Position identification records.
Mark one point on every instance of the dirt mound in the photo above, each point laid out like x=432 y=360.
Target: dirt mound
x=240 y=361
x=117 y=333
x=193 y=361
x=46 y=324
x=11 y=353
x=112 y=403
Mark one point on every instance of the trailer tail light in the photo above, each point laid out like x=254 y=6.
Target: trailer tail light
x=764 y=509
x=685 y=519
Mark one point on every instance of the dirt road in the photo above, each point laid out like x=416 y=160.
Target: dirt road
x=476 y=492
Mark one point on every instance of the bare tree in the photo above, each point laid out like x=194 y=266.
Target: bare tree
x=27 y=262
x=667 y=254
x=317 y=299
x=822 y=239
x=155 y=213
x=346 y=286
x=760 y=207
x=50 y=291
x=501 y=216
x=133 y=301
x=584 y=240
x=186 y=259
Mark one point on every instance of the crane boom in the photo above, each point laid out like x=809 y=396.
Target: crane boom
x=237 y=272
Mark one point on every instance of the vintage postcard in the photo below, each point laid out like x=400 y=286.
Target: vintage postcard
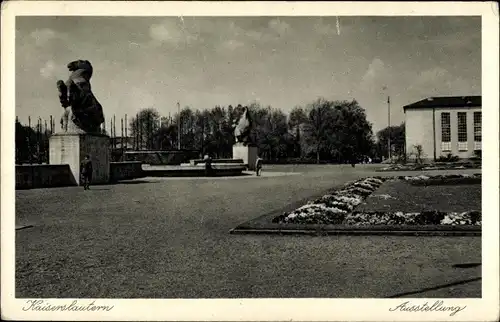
x=248 y=161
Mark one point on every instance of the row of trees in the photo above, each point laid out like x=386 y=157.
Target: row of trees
x=322 y=131
x=334 y=131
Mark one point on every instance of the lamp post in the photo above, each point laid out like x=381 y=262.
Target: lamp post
x=178 y=126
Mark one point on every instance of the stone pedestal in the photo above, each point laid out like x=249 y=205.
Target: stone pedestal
x=71 y=148
x=247 y=153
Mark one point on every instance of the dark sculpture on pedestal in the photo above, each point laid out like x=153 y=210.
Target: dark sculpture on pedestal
x=243 y=128
x=82 y=112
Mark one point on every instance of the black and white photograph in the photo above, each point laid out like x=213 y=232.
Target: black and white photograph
x=228 y=154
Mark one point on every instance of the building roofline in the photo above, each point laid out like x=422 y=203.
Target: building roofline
x=446 y=102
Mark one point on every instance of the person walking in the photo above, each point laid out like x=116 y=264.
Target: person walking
x=86 y=171
x=258 y=166
x=208 y=165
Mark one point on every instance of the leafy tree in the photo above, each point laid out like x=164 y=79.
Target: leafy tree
x=397 y=135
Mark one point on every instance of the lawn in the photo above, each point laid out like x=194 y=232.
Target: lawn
x=402 y=196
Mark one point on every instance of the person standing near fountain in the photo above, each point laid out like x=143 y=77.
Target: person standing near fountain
x=86 y=170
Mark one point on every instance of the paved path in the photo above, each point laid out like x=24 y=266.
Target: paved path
x=169 y=238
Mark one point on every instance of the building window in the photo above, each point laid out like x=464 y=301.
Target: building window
x=462 y=131
x=477 y=130
x=445 y=132
x=477 y=126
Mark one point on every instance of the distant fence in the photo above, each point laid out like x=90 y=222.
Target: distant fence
x=32 y=139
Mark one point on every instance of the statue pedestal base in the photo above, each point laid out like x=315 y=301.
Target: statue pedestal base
x=71 y=148
x=247 y=153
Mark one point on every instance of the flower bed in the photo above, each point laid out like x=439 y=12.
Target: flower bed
x=338 y=207
x=437 y=166
x=417 y=218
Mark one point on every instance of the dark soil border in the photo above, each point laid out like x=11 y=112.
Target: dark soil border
x=264 y=225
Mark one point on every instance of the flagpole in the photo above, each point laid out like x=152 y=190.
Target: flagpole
x=389 y=125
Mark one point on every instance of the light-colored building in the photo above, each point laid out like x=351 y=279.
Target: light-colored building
x=443 y=126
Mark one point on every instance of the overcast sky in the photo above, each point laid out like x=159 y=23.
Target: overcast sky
x=144 y=62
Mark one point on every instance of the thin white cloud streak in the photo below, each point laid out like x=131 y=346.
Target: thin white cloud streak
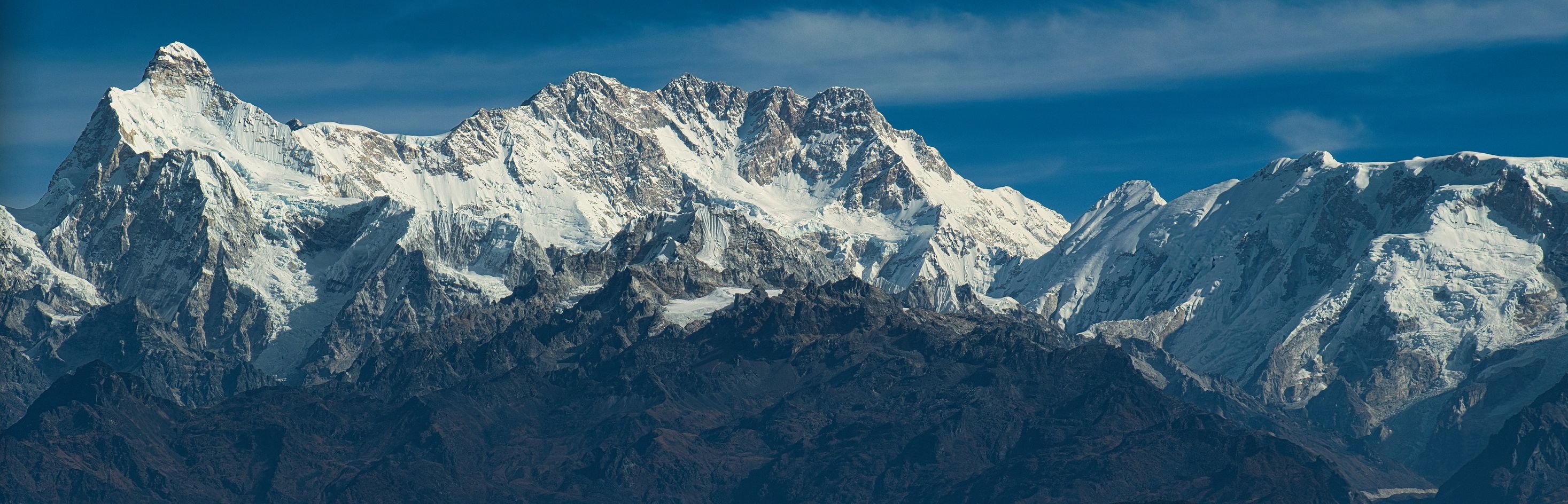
x=1305 y=132
x=935 y=58
x=968 y=57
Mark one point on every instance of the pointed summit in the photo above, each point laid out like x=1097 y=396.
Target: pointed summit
x=178 y=63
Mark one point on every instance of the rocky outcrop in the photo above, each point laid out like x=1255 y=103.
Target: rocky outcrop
x=1526 y=462
x=827 y=393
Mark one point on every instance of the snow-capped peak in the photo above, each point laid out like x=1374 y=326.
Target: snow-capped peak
x=223 y=196
x=178 y=63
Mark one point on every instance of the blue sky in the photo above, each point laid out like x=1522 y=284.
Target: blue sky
x=1062 y=101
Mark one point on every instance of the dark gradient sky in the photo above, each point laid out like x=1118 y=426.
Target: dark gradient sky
x=1062 y=101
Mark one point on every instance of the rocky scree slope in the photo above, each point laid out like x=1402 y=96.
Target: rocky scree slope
x=825 y=393
x=1410 y=304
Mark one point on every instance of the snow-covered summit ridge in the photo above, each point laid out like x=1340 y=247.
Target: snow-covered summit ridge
x=178 y=63
x=1390 y=281
x=179 y=193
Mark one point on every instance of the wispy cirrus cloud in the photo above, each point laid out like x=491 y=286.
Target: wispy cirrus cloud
x=1303 y=132
x=922 y=58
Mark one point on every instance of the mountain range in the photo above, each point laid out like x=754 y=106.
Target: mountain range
x=701 y=293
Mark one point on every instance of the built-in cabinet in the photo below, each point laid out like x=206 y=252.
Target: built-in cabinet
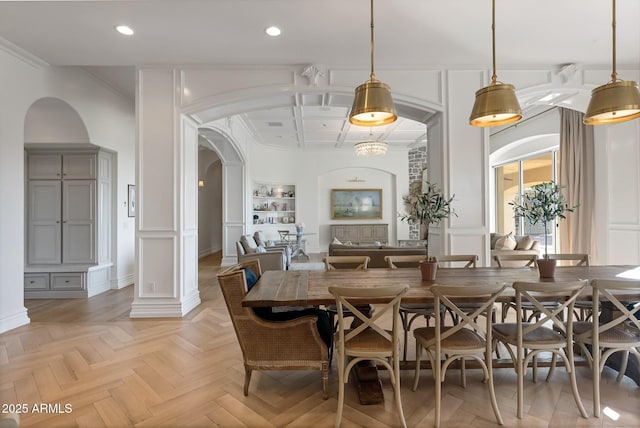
x=274 y=204
x=68 y=224
x=360 y=233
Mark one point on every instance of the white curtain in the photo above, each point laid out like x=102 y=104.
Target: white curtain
x=576 y=174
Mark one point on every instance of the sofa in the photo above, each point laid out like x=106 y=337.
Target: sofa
x=376 y=253
x=513 y=244
x=274 y=257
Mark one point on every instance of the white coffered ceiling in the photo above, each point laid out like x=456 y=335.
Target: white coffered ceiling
x=408 y=34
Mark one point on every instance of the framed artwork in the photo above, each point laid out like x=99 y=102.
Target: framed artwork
x=356 y=204
x=131 y=191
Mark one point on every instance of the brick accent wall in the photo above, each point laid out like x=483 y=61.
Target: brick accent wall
x=417 y=164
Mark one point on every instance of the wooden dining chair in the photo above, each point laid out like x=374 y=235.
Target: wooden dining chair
x=332 y=263
x=370 y=340
x=515 y=261
x=346 y=262
x=455 y=260
x=536 y=337
x=271 y=345
x=465 y=340
x=409 y=312
x=600 y=340
x=409 y=261
x=519 y=260
x=582 y=308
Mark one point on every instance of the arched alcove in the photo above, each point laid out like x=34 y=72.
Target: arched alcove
x=51 y=120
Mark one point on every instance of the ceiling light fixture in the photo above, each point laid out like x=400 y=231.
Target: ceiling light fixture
x=372 y=105
x=497 y=103
x=371 y=147
x=125 y=30
x=273 y=31
x=616 y=101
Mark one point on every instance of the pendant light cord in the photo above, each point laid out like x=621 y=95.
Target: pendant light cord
x=614 y=74
x=494 y=77
x=373 y=76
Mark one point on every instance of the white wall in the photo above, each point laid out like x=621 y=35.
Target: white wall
x=110 y=123
x=209 y=203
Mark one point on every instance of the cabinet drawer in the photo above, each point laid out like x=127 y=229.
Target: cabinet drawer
x=36 y=281
x=67 y=281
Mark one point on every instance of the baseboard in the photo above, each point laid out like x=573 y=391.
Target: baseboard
x=125 y=281
x=15 y=320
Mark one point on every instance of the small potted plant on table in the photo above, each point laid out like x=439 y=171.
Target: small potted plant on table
x=543 y=203
x=426 y=205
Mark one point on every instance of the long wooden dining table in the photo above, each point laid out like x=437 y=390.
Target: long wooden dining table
x=311 y=288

What needs to be done. Change "dirt mound" to "rock pile" in the lines starting with the first line and going on through the line with "x=112 y=403", and write those lines out again with nothing else altered.

Correct output.
Mark one point on every instance of the rock pile in the photo above, each point laid out like x=432 y=360.
Target: rock pile
x=240 y=361
x=117 y=333
x=193 y=361
x=46 y=324
x=11 y=353
x=112 y=403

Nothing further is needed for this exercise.